### Set task
Return every line of the material below that contains the word "mushroom".

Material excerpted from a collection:
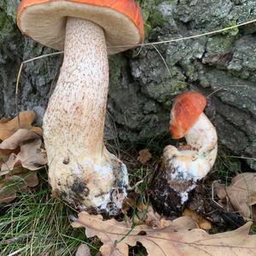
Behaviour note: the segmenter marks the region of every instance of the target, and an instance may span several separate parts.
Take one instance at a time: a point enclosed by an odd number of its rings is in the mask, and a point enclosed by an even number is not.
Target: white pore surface
[[[167,146],[165,155],[170,159],[172,169],[172,179],[184,181],[203,178],[211,170],[217,156],[217,133],[214,126],[202,113],[198,121],[185,136],[191,150],[178,150]],[[182,182],[182,180],[181,180]]]
[[[138,28],[125,15],[107,7],[65,0],[26,8],[20,15],[20,29],[35,41],[62,50],[67,17],[80,18],[98,24],[104,30],[108,46],[134,45],[140,43]],[[115,54],[130,48],[109,48],[108,52]]]

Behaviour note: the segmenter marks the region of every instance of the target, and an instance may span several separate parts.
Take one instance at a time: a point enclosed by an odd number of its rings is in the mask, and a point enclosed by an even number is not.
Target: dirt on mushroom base
[[[169,137],[158,137],[155,138],[155,141],[146,143],[143,146],[131,147],[131,144],[122,144],[121,146],[119,145],[118,148],[114,146],[117,142],[113,142],[113,143],[108,142],[108,143],[111,143],[110,148],[113,150],[121,152],[122,159],[130,170],[131,185],[133,186],[137,182],[143,181],[135,187],[137,193],[137,197],[130,196],[132,201],[131,208],[128,210],[129,212],[127,213],[130,217],[136,218],[137,215],[140,215],[140,212],[135,210],[134,204],[138,204],[141,201],[144,202],[146,207],[148,204],[147,198],[145,198],[147,184],[150,180],[150,174],[154,172],[155,163],[159,162],[159,157],[162,152],[162,146],[158,146],[158,143],[159,145],[168,144],[168,139]],[[142,147],[146,148],[146,145],[147,148],[149,148],[152,159],[147,164],[143,165],[137,160],[137,158],[139,149]],[[234,167],[235,163],[235,160],[229,160],[225,161],[225,165],[223,165],[223,162],[218,160],[213,168],[213,173],[205,180],[201,186],[196,189],[196,193],[191,195],[191,201],[188,206],[191,207],[193,205],[195,208],[201,209],[202,207],[201,201],[203,201],[204,208],[201,210],[202,215],[208,219],[212,218],[213,220],[213,226],[209,230],[209,233],[215,234],[228,230],[233,230],[243,224],[243,220],[238,218],[236,214],[233,213],[230,217],[230,213],[227,214],[227,212],[221,211],[221,209],[218,209],[218,206],[212,200],[211,189],[212,181],[222,179],[224,182],[227,179],[230,183],[230,177],[236,176],[235,170],[237,171],[239,169],[239,165]],[[241,168],[241,171],[245,170]],[[3,237],[4,241],[13,238],[14,236],[17,235],[16,231],[15,231],[17,227],[24,227],[24,230],[19,233],[21,236],[19,238],[19,242],[8,246],[0,242],[0,249],[2,251],[4,250],[4,253],[9,254],[20,249],[20,247],[26,247],[34,255],[39,255],[40,253],[44,255],[46,253],[58,252],[60,254],[66,256],[70,255],[69,253],[74,254],[80,241],[88,242],[93,254],[100,247],[99,240],[96,238],[87,240],[84,230],[72,229],[68,215],[76,215],[77,212],[61,201],[50,197],[46,173],[41,173],[40,183],[36,189],[29,195],[19,195],[14,203],[9,204],[9,207],[3,207],[1,208],[2,212],[0,215],[2,216],[0,217],[0,221],[2,219],[5,221],[4,224],[0,226],[0,232],[5,234],[4,237]],[[24,211],[24,208],[26,208],[26,214],[21,218],[20,214]],[[148,207],[146,209],[148,209]],[[14,218],[15,218],[15,223],[13,223]],[[119,216],[119,220],[123,220],[123,215]],[[233,221],[230,221],[230,218]],[[35,219],[37,219],[36,222]],[[12,224],[9,225],[9,224]],[[236,224],[236,226],[234,224]],[[35,230],[34,236],[31,236],[30,237],[26,236],[26,234],[31,232],[31,230]],[[48,236],[42,236],[38,234],[48,234]],[[55,241],[55,243],[49,244],[49,239]],[[140,253],[140,255],[147,255],[142,245],[131,247],[130,252],[131,254],[137,253]]]

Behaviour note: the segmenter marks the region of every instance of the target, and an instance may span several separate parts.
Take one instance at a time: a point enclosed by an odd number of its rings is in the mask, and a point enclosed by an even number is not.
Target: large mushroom
[[[164,149],[160,172],[152,183],[151,199],[166,214],[181,212],[189,193],[210,172],[218,151],[217,133],[204,114],[206,98],[198,92],[178,95],[171,112],[170,132],[173,139],[185,137],[179,148]]]
[[[53,195],[86,211],[116,214],[128,176],[103,143],[108,54],[142,42],[139,8],[133,0],[22,0],[17,22],[35,41],[64,48],[43,124]]]

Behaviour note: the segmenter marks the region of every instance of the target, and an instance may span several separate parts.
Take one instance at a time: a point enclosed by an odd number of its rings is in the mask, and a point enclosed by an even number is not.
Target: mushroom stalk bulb
[[[133,0],[23,0],[17,18],[25,34],[64,48],[43,124],[53,195],[82,210],[117,214],[128,174],[103,143],[108,54],[130,48],[112,46],[142,41],[138,7]]]
[[[150,189],[153,201],[166,214],[183,210],[189,192],[216,160],[217,133],[203,113],[206,104],[206,98],[194,91],[182,93],[174,100],[170,132],[173,139],[184,137],[187,144],[164,148],[160,172]]]

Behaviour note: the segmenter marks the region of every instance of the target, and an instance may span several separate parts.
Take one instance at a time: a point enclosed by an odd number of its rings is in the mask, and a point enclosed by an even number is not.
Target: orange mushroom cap
[[[35,41],[61,50],[67,17],[89,20],[102,26],[108,54],[130,49],[143,38],[143,21],[134,0],[22,0],[17,24]]]
[[[195,91],[185,91],[174,99],[169,131],[173,139],[178,139],[195,124],[207,105],[205,96]]]

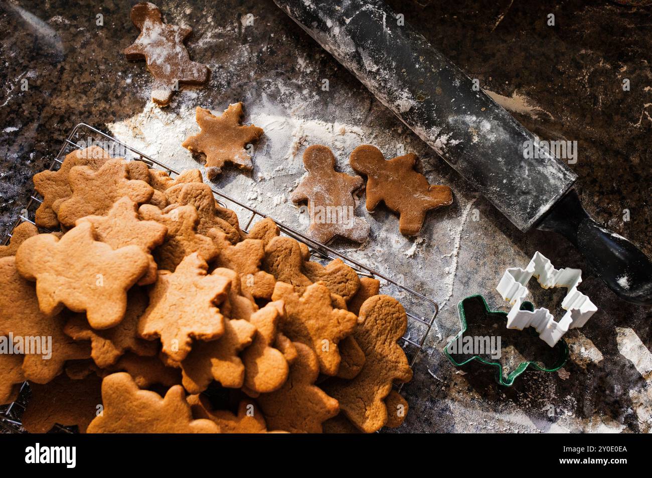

### Worked solution
Target: dirt on mushroom base
Target: large mushroom
Target: mushroom stalk bulb
Target: orange mushroom cap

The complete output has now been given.